- _How to complete this task_:
Here are the records. Write out exactly the lines between the one holding "find dry grass" and the one holding "find orange handrail", inclusive.

- _Exercise data_:
■ ■ ■ ■ ■ ■ ■

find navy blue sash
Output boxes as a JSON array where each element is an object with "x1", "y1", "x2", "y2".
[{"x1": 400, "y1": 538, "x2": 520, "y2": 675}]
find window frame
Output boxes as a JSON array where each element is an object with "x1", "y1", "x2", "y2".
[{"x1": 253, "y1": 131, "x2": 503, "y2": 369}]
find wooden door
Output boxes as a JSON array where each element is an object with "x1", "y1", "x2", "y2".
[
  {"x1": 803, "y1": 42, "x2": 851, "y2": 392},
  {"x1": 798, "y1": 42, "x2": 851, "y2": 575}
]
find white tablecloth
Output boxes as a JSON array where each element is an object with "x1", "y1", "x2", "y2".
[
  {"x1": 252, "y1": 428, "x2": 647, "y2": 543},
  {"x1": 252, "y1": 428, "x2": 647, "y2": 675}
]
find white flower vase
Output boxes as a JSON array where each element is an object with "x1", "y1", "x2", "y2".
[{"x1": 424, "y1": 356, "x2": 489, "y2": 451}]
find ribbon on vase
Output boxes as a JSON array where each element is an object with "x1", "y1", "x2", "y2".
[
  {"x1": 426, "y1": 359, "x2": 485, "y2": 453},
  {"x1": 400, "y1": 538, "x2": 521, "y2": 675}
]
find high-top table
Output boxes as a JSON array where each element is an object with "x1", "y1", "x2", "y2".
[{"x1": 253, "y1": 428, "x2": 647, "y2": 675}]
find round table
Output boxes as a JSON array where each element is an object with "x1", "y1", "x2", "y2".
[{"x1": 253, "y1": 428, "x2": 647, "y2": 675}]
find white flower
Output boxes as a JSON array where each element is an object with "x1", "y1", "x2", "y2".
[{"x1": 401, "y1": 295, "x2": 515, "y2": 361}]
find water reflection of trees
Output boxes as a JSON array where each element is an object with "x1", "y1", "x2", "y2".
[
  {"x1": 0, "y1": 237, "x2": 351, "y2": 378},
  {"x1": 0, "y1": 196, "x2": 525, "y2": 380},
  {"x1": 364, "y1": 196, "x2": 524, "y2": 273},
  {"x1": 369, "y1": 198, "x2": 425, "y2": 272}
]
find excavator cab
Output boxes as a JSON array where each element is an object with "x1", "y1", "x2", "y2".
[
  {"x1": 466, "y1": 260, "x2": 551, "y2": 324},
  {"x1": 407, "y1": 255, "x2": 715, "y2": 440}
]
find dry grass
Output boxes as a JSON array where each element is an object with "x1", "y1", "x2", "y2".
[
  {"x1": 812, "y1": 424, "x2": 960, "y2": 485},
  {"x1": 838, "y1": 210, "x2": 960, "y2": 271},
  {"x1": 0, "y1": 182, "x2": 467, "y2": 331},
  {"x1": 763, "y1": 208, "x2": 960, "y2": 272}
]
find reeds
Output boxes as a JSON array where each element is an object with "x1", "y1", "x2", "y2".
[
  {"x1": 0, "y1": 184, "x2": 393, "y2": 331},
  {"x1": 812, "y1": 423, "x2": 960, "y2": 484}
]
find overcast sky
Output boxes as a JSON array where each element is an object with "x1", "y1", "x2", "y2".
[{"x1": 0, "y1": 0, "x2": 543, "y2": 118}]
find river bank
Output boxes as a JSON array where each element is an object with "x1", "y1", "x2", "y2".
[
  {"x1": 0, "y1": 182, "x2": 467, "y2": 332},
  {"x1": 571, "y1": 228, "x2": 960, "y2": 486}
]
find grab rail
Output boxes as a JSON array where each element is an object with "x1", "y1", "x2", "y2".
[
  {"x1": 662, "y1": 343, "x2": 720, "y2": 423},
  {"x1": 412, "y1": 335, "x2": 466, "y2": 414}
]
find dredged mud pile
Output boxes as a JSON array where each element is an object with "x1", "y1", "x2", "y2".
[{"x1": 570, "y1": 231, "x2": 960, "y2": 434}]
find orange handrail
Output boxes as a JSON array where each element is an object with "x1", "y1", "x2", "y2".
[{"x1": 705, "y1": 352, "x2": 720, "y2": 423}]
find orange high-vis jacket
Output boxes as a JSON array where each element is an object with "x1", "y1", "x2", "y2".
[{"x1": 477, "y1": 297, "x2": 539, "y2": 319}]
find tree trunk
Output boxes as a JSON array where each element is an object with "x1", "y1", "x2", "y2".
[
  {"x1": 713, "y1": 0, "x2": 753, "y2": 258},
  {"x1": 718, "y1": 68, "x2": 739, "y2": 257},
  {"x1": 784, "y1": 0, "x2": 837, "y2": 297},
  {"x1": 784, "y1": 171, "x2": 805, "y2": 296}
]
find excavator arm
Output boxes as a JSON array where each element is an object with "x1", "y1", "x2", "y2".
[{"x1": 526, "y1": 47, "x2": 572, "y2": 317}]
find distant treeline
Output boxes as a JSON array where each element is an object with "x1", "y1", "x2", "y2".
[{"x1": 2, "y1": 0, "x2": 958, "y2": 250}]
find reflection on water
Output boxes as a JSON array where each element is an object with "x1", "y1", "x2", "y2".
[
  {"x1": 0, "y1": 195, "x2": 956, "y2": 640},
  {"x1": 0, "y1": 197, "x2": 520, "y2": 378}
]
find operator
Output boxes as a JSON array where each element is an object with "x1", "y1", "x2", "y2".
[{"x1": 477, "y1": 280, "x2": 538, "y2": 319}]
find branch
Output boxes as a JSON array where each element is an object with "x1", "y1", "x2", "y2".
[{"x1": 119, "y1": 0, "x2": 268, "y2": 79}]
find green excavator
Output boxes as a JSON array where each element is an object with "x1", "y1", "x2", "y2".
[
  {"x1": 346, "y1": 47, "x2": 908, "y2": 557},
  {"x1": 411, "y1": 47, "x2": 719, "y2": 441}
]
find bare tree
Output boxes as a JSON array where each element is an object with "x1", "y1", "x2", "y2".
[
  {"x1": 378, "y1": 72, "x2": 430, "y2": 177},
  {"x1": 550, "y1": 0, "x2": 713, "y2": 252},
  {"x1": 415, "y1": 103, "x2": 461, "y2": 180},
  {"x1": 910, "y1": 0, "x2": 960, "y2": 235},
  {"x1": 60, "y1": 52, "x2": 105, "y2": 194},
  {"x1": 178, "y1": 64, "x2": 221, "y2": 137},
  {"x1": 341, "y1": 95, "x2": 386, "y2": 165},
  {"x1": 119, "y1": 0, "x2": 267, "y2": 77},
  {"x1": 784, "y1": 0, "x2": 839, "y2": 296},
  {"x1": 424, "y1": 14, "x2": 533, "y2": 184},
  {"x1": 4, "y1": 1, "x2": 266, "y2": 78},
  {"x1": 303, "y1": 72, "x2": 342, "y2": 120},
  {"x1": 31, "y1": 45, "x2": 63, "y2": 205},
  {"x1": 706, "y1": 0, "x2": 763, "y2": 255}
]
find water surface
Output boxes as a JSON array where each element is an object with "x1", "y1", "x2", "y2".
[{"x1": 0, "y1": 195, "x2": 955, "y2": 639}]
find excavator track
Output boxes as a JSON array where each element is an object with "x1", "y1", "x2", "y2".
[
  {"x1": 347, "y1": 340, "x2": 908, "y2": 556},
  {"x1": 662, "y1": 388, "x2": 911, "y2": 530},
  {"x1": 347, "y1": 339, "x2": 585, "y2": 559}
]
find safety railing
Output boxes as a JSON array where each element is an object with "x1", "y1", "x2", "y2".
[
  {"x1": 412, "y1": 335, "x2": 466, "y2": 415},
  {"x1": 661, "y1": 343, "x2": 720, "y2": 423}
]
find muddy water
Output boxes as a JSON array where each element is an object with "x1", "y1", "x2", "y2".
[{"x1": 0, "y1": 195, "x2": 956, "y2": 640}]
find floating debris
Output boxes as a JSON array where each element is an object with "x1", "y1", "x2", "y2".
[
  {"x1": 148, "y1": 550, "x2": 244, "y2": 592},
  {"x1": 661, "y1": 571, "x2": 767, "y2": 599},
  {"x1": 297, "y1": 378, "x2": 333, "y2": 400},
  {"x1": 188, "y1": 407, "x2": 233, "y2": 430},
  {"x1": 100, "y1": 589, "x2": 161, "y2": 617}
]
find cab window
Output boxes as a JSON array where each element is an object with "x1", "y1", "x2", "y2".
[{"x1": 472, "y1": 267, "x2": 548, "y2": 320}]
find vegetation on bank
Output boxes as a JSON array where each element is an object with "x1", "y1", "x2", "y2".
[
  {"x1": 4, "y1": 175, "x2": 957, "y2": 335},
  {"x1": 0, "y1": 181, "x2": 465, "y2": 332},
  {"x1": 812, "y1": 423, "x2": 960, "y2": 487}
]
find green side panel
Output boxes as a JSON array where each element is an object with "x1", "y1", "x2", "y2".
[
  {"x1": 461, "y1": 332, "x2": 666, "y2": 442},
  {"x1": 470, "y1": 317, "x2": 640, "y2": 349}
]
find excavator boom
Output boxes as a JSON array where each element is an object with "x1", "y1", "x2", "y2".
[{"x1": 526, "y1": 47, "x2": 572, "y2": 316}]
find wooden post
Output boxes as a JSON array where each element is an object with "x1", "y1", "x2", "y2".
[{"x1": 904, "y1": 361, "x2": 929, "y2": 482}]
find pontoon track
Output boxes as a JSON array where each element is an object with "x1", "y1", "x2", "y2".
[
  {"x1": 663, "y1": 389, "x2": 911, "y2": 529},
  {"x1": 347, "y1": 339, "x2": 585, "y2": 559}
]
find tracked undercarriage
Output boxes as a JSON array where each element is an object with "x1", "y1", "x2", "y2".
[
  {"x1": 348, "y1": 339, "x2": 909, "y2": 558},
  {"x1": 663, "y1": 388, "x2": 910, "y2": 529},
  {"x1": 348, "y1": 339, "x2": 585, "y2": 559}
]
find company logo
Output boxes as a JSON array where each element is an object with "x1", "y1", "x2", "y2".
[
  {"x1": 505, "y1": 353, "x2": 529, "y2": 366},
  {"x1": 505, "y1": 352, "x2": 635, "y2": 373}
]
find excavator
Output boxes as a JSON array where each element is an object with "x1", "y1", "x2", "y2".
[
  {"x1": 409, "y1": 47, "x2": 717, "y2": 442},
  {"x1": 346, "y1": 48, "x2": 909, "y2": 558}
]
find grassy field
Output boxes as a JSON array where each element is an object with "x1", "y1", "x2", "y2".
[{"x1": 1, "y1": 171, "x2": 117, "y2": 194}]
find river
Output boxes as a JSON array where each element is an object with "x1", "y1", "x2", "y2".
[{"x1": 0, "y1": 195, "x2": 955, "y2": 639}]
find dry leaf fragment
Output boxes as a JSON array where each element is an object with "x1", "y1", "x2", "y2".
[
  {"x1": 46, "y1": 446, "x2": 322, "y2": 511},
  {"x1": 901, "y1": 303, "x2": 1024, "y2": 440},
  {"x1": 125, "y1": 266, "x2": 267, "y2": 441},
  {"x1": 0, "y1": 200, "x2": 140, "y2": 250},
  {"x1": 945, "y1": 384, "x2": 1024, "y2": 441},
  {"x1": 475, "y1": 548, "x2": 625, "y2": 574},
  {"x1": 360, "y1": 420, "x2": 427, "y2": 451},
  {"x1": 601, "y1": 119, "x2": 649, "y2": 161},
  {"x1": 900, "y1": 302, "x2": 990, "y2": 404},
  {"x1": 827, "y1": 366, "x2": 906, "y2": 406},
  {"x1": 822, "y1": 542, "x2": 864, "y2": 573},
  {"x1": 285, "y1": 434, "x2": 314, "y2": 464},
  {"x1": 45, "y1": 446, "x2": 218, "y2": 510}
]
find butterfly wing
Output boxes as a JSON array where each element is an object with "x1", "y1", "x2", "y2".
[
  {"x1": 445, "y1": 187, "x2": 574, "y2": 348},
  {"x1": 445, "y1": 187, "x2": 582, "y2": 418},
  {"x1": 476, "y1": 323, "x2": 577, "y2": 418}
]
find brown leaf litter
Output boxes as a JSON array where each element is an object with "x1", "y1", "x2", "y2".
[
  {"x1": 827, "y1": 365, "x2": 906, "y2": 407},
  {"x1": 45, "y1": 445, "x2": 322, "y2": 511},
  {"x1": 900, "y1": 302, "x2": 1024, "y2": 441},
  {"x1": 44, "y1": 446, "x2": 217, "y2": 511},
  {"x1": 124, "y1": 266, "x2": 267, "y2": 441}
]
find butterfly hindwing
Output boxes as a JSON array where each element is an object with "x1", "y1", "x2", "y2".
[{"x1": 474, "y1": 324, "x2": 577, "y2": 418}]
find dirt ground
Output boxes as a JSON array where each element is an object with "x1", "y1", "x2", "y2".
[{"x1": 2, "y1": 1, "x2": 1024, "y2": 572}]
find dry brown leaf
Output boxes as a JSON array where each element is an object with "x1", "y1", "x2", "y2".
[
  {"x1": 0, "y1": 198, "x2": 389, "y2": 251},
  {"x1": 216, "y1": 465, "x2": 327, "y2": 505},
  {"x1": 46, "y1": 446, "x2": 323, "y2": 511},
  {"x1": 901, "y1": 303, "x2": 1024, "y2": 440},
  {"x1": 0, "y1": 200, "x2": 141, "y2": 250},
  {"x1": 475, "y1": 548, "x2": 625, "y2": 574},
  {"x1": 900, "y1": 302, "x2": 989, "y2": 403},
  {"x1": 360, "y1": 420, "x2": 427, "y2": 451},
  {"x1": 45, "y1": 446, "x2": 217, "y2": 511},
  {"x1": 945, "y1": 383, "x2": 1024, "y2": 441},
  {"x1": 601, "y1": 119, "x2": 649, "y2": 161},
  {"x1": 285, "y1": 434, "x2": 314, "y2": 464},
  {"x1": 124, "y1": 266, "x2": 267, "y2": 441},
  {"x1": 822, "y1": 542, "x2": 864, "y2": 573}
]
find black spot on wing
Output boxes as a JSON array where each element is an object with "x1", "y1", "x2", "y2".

■ ■ ■ ■ ■ ■ ■

- _Result for this exercise_:
find dry grass
Output boxes as a JSON array where each element is an object with "x1", "y1", "x2", "y2".
[
  {"x1": 812, "y1": 424, "x2": 960, "y2": 485},
  {"x1": 838, "y1": 210, "x2": 960, "y2": 271},
  {"x1": 0, "y1": 182, "x2": 467, "y2": 331},
  {"x1": 763, "y1": 208, "x2": 960, "y2": 272}
]
find reeds
Output boxes as a JSON array where each element is an object with "x1", "y1", "x2", "y2".
[
  {"x1": 0, "y1": 184, "x2": 393, "y2": 331},
  {"x1": 812, "y1": 423, "x2": 960, "y2": 484}
]
find overcast sky
Output boxes as a JSON array where each element is an object with "x1", "y1", "x2", "y2".
[{"x1": 0, "y1": 0, "x2": 543, "y2": 118}]
find river bank
Output boxes as a JSON array where each element is an object with "x1", "y1", "x2", "y2".
[
  {"x1": 0, "y1": 182, "x2": 467, "y2": 332},
  {"x1": 571, "y1": 228, "x2": 960, "y2": 486}
]
find grab rail
Output boxes as a JSON array where each element is an object with "x1", "y1", "x2", "y2".
[
  {"x1": 662, "y1": 343, "x2": 720, "y2": 423},
  {"x1": 412, "y1": 335, "x2": 466, "y2": 414}
]
find dredged mud pile
Output boxes as a JSON array where each element is an object with "x1", "y1", "x2", "y2".
[{"x1": 570, "y1": 231, "x2": 960, "y2": 434}]
find orange handrail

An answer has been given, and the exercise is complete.